>> start Text segment
Hell, if that is one of those amphibious vehicles, they be good to go. LOL


----------



## NcRon (Dec 15, 2007)

yea really! a duck would rock!


----------



## southerlytide (Oct 9, 2008)

*fishing machine*

Heres mine


----------



## basstardo (Jun 5, 2006)

southerlytide said:


> Heres mine


I like it...even if it is a Chevy.


----------



## NcRon (Dec 15, 2007)

nice setup!


----------



## Sea2aeS (Jan 7, 2005)

basstardo said:


> I like it...even if it is a Chevy.


If there were no chevys, what would we tow off the beach:beer:


----------



## southerlytide (Oct 9, 2008)

Never ever been towed Have winched a few out including a hummer, kids with a jeep fellow truck camper ford 350 but in his defense his 4 wd went out


----------



## SnookMook (Jan 7, 2004)
>> end Text segment
>> start Supplied records
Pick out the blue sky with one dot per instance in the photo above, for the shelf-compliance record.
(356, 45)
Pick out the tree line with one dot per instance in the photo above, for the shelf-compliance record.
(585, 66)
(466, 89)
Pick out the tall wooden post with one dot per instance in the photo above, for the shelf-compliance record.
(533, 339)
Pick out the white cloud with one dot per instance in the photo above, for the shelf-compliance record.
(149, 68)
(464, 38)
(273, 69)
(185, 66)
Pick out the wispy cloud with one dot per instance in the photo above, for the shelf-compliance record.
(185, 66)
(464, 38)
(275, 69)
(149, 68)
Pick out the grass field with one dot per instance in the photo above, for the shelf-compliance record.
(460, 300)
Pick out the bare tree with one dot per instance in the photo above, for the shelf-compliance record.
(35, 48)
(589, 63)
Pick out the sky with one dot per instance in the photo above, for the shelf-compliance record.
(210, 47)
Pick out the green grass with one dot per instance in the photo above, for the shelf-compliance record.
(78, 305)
>> end Supplied records
Your objective:
Resume the forum thread about fishing trucks on the beach, writing what comes after its final line.

Output for this exercise:
This is gonna turn into a Ford vs. Chevy thread. LOL I guess a derail still keeps a thread alive. LOL


----------



## Gregg Seaford (Feb 23, 2009)

southerlytide I like your ride the best...


----------



## dwdart (Nov 26, 2009)

*Let's all just get along!!!*










This is proof we can all get along and just do some fishing.


----------



## southerlytide (Oct 9, 2008)

*proof*

Heres more proof ford chevy dodge


----------



## Fishman (Apr 23, 2000)

Anyone remember this thread?

http://www.pierandsurf.com/fishing-forum/showthread.php?t=31877

To bad some of the pics are minning.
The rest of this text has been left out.